### Document text
Friday 9 June 2017

Gratitude 89

I'm not exactly huge on children: they're noisy and they get in the way.  They also have their moments of wonderfulness, but generally if I see small kids being brought into a café where I'm sitting, my first instinct is usually to run the hell out of there.  There are exceptions and some kids are extraordinarily well-behaved.  It's the little squealers who sound like piglets being slaughtered that give well-behaved children a bad name, I suppose.  That said, I never had any of my own, I've never regretted not having kids and my life still feels complete.

On the other hand, while seated on a café patio this afternoon in the UBC area, following a walk in the forest, two mothers sat at a table nearby.  One had a recently-born strapped to her.  By their conversation, I could tell that the other had at least one or two of her own, likely now in school or day care.  Their conversation seemed pleasant enough.  Their voices weren't loud but I could hear them clearly enough, almost as though if I wanted I could participate in the conversation.  I didn't of course, and for several reasons.  For one thing, I didn't really feel like talking to anyone.  I was focussed on my art, today a drawing of a yellow backed oriole:

Image result for yellow backed oriole images

I must have been completely invisible to those two women, who talked openly and freely as though they were in a private room somewhere.  They didn't divulge anything particularly inappropriate or intimate, which is certainly fine by me, but I couldn't help thinking that by now, I know both these people far better than they'll ever know, or perhaps would ever want, to know me.  It was, for me, rather like sitting at home and listening to the radio.

It isn't that I found either of them particularly interesting.  Outside of being human beings, which in itself is something that's always interesting.  I know that the one with the baby is from New Zealand, and the other is a Canadian, likely from Toronto.  I don't know what they are studying at the university but they both appear to be working towards advanced degrees.  They otherwise seemed reasonably intelligent, articulate and well-spoken. 

I particularly wouldn't think of speaking to them because we are different genders.  This, for me, is not an issue.  In fact, only later in life did I find myself having to become more conscious of gender, and for one simple reason.  The vast majority of people are going to respond to me in one way or another because I happen to be a biological male.  I have never had a strong sense of gender identity.  I still don't.  But when I forget this some people, especially women, many of whom have had some very crappy experiences with men, are not going to see me as a person, nor as a human being, but as a man.  This rather inhibits me from communicating with women and men, at times, because I live in a world that is very gender binary and I am not a gender binary person.  I am just a human being.  Everything else is negotiable.

Stored data
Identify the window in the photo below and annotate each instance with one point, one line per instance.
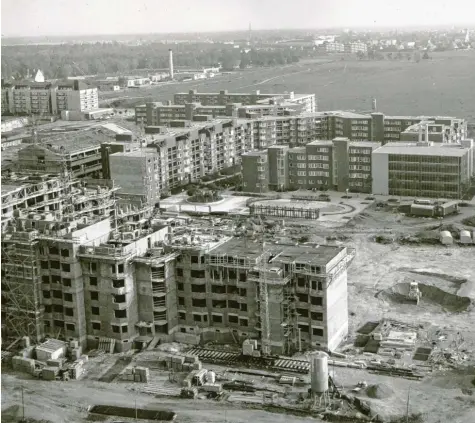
(118, 283)
(196, 302)
(316, 316)
(198, 288)
(233, 304)
(120, 314)
(57, 308)
(317, 331)
(318, 301)
(54, 264)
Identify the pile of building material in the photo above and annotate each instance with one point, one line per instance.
(446, 238)
(51, 349)
(50, 372)
(398, 341)
(136, 374)
(22, 364)
(180, 363)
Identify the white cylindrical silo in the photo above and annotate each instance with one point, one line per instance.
(170, 55)
(319, 373)
(211, 377)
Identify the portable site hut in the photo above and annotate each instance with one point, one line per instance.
(52, 349)
(427, 210)
(465, 237)
(446, 238)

### Assignment
Please answer these questions about the journal entry:
1. What was the writer drawing at the café?
2. Where is the mother with the baby from?
3. What did overhearing the two women feel like to the writer?
None of the items are needed here.

### Written solution
1. A yellow backed oriole.
2. New Zealand.
3. Like sitting at home and listening to the radio.